* Set of tasks
1. In the forum thread about getting a second Maltese, how far apart in age are Cosy and Toy?
2. Show every line of the rows that contains the word "rough".

* Text excerpt
↓

# Quick Question



## qhle479 (Jun 21, 2007)

Hello all,


Its been about 3 weeks since Bentley has been home with us. He seems do be doing great! My question is do you think its more entertaining for him if I get another companion. My finacee and I pretty much give him our full attention when we are home I just don't know if I should get him a friend or not. Is there alot of owners out there with just one maltese?


----------



## lillady (Jan 25, 2007)

Well, I have one Maltese (8 months old-Kosmo) and he seems to do just fine. He's really good at amusing himself!







I do know there are a lot of people on this forum with multiple dogs who can give you info on that. Welcome and good luck!!


----------



## Cosy (Feb 9, 2006)

I would wait until he's older if you want another. Puppies can often bond more to one another than to their owners. Also, it's nice to dote on one pup at a time.







Cosy and Toy are almost 2 yrs apart and it was much easier than two pups would be at once.


----------



## ZoeGirl's Mommy (Feb 8, 2006)

I only have one maltese. She is three years old ( actually 3 1/2 ). I have really enjoyed her being the only one & she seems to like it also. She gets all the attention and affection and doesn't have to share! I recently bagan to think of adding another dog to our family for the only reason of keeping her company while I am at work. I posted a question about that under the Anything Goes section and have received alot of really great replies. You should go there and read the different replies. They have really helped me alot!

↑

* Recorded data
↓

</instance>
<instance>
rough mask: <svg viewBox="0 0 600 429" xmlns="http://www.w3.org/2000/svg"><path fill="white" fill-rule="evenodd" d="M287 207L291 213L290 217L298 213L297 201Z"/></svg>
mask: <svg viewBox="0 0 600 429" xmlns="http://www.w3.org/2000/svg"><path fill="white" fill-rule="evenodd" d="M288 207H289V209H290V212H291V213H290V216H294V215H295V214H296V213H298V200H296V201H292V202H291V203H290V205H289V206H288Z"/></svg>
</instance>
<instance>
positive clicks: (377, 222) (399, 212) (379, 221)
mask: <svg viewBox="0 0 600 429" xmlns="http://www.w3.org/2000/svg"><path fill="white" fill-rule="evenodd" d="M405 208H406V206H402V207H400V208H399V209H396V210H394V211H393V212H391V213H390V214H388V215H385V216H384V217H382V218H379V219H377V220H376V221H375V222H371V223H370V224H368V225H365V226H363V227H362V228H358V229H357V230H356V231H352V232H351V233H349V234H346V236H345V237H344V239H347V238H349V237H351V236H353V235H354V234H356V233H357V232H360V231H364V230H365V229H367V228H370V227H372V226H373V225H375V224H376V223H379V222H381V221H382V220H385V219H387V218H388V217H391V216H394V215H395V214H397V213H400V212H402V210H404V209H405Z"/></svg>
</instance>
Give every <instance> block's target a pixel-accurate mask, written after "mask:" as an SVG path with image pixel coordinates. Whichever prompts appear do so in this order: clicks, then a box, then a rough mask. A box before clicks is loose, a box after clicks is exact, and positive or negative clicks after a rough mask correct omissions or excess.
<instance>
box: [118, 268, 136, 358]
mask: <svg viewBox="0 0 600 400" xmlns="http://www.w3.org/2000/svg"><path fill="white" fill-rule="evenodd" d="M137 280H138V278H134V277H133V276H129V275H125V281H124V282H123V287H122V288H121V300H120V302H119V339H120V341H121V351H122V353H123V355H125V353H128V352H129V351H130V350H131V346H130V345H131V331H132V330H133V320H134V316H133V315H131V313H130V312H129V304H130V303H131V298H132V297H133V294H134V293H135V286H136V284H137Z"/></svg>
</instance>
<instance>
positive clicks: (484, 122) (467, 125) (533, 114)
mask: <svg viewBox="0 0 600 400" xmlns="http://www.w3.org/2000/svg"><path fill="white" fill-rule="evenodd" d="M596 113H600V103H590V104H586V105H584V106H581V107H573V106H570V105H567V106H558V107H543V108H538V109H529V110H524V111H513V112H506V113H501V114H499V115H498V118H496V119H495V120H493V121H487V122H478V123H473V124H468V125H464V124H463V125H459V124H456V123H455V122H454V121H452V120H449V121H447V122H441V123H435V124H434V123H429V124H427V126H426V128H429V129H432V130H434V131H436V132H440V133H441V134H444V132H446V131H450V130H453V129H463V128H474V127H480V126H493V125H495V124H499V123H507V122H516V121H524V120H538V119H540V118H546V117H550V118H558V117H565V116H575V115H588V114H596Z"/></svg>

↑

* Your responses
1. Almost 2 years.

2.
rough mask: <svg viewBox="0 0 600 429" xmlns="http://www.w3.org/2000/svg"><path fill="white" fill-rule="evenodd" d="M287 207L291 213L290 217L298 213L297 201Z"/></svg>
Give every <instance> block's target a pixel-accurate mask, written after "mask:" as an SVG path with image pixel coordinates. Whichever prompts appear do so in this order: clicks, then a box, then a rough mask. A box before clicks is loose, a box after clicks is exact, and positive or negative clicks after a rough mask correct omissions or excess.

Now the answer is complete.